Data excerpts
....
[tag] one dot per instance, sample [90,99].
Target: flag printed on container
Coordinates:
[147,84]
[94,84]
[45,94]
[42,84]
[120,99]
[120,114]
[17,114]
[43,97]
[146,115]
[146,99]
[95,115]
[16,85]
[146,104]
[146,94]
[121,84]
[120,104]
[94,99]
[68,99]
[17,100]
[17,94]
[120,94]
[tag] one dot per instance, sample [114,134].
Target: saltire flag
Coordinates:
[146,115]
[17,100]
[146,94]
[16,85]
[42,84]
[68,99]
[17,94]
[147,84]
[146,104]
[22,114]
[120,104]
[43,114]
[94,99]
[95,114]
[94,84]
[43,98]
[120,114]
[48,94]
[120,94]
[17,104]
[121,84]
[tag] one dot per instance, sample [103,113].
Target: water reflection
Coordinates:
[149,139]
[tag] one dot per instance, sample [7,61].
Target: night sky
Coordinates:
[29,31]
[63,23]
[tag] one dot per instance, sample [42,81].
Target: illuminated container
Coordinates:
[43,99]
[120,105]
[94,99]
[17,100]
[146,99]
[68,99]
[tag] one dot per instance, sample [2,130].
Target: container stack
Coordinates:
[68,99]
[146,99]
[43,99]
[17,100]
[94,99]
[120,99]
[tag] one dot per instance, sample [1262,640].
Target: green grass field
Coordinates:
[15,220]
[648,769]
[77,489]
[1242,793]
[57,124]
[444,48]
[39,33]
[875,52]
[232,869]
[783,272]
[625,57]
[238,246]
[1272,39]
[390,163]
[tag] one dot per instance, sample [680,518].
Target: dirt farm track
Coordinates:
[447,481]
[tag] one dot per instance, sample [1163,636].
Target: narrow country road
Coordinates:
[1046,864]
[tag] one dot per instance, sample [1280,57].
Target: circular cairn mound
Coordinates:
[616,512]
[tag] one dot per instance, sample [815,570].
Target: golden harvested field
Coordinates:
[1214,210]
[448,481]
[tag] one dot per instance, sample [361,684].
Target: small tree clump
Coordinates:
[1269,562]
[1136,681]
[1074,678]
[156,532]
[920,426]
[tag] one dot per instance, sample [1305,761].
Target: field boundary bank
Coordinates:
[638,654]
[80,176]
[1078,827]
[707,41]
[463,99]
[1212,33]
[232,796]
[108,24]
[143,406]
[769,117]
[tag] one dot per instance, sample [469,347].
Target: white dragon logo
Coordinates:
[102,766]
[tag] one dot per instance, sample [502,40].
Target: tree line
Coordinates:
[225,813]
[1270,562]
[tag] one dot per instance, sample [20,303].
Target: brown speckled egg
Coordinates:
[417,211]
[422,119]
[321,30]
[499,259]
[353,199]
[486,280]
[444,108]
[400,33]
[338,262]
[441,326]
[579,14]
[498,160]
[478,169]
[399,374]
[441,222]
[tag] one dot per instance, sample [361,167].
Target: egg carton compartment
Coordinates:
....
* _EXERCISE DETAILS_:
Where in the records does the string "flag" appear? Copy every line that has it.

* _OUTPUT FOR THIS TASK_:
Target: flag printed on container
Target: saltire flag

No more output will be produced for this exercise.